**ZU ERLEDIGENDE AUFGABE:** Ordne die Zeilen der Auflistung als Markdown-Tabelle mit den Spalten „Nr“ für die laufende Zeilennummer und „Zeile“ für den Zeileninhalt an, beginnend mit der Zeile, die „Where can the two-story“ enthält, bis einschließlich der letzten Zeile der Auflistung. Lass Leerzeilen weg.

►

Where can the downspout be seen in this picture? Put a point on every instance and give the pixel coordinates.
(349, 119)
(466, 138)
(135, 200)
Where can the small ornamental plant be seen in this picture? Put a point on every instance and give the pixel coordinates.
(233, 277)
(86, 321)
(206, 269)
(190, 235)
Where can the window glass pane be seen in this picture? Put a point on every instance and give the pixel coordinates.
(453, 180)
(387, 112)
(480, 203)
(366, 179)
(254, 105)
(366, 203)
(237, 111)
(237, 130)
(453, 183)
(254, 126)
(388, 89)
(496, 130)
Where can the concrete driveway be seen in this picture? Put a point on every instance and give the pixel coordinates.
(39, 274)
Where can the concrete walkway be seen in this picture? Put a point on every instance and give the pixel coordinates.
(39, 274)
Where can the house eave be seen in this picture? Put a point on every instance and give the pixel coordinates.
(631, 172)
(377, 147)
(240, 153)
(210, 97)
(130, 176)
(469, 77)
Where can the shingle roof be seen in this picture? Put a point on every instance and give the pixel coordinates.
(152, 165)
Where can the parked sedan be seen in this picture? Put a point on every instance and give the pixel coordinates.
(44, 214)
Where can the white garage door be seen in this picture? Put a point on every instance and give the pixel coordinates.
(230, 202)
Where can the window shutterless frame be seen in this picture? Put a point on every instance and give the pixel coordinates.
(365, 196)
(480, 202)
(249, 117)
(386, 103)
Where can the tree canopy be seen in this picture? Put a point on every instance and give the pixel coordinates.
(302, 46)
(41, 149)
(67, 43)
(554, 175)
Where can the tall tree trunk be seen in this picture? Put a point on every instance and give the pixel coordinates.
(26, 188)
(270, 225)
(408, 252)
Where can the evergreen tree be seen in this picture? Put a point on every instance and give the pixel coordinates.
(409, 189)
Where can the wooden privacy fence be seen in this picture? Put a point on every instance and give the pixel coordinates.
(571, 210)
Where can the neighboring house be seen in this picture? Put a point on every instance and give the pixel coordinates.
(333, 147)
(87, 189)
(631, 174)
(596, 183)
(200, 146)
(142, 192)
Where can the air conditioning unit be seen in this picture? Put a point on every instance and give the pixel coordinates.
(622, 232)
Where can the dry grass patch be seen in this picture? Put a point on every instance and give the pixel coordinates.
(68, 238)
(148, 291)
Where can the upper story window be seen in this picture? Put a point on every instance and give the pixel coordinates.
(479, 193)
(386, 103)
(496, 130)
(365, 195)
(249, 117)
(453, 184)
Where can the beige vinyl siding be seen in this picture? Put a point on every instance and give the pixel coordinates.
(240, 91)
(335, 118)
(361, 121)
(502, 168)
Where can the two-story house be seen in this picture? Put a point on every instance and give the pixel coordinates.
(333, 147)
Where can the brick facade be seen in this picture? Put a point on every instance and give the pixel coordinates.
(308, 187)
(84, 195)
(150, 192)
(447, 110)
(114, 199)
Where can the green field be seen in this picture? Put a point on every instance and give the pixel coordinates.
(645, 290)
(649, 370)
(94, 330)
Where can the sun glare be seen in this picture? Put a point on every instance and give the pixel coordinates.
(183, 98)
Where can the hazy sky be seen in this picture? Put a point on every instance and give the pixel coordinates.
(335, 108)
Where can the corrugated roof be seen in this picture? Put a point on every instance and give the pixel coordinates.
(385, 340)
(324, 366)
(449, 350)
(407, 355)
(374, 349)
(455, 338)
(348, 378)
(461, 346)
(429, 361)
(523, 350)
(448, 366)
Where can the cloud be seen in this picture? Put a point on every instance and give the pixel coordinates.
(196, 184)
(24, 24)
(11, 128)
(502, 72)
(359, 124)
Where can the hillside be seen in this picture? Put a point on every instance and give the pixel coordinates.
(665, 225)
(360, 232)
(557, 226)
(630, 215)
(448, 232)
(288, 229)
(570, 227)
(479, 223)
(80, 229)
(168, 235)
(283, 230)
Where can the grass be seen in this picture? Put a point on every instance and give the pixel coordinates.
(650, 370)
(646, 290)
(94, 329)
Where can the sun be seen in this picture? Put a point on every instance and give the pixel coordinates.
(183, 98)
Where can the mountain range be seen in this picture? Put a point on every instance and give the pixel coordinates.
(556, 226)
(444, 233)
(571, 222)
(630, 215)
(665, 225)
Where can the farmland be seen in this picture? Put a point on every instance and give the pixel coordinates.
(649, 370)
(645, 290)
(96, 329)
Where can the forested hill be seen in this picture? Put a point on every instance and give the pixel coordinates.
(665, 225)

◄

**LÖSUNG DER AUFGABE:**
| Nr | Zeile |
|---|---|
| 1 | Where can the two-story house be seen in this picture? Put a point on every instance and give the pixel coordinates. |
| 2 | (333, 147) |
| 3 | Where can the brick facade be seen in this picture? Put a point on every instance and give the pixel coordinates. |
| 4 | (308, 187) |
| 5 | (84, 195) |
| 6 | (150, 192) |
| 7 | (447, 110) |
| 8 | (114, 199) |
| 9 | Where can the green field be seen in this picture? Put a point on every instance and give the pixel coordinates. |
| 10 | (645, 290) |
| 11 | (649, 370) |
| 12 | (94, 330) |
| 13 | Where can the sun glare be seen in this picture? Put a point on every instance and give the pixel coordinates. |
| 14 | (183, 98) |
| 15 | Where can the hazy sky be seen in this picture? Put a point on every instance and give the pixel coordinates. |
| 16 | (335, 108) |
| 17 | Where can the corrugated roof be seen in this picture? Put a point on every instance and give the pixel coordinates. |
| 18 | (385, 340) |
| 19 | (324, 366) |
| 20 | (449, 350) |
| 21 | (407, 355) |
| 22 | (374, 349) |
| 23 | (455, 338) |
| 24 | (348, 378) |
| 25 | (461, 346) |
| 26 | (429, 361) |
| 27 | (523, 350) |
| 28 | (448, 366) |
| 29 | Where can the cloud be seen in this picture? Put a point on every instance and give the pixel coordinates. |
| 30 | (196, 184) |
| 31 | (24, 24) |
| 32 | (11, 128) |
| 33 | (502, 72) |
| 34 | (359, 124) |
| 35 | Where can the hillside be seen in this picture? Put a point on every instance and give the pixel coordinates. |
| 36 | (665, 225) |
| 37 | (360, 232) |
| 38 | (557, 226) |
| 39 | (630, 215) |
| 40 | (448, 232) |
| 41 | (288, 229) |
| 42 | (570, 227) |
| 43 | (479, 223) |
| 44 | (80, 229) |
| 45 | (168, 235) |
| 46 | (283, 230) |
| 47 | Where can the grass be seen in this picture? Put a point on every instance and give the pixel coordinates. |
| 48 | (650, 370) |
| 49 | (646, 290) |
| 50 | (94, 329) |
| 51 | Where can the sun be seen in this picture? Put a point on every instance and give the pixel coordinates. |
| 52 | (183, 98) |
| 53 | Where can the mountain range be seen in this picture? Put a point on every instance and give the pixel coordinates. |
| 54 | (556, 226) |
| 55 | (444, 233) |
| 56 | (571, 222) |
| 57 | (630, 215) |
| 58 | (665, 225) |
| 59 | Where can the farmland be seen in this picture? Put a point on every instance and give the pixel coordinates. |
| 60 | (649, 370) |
| 61 | (645, 290) |
| 62 | (96, 329) |
| 63 | Where can the forested hill be seen in this picture? Put a point on every instance and give the pixel coordinates. |
| 64 | (665, 225) |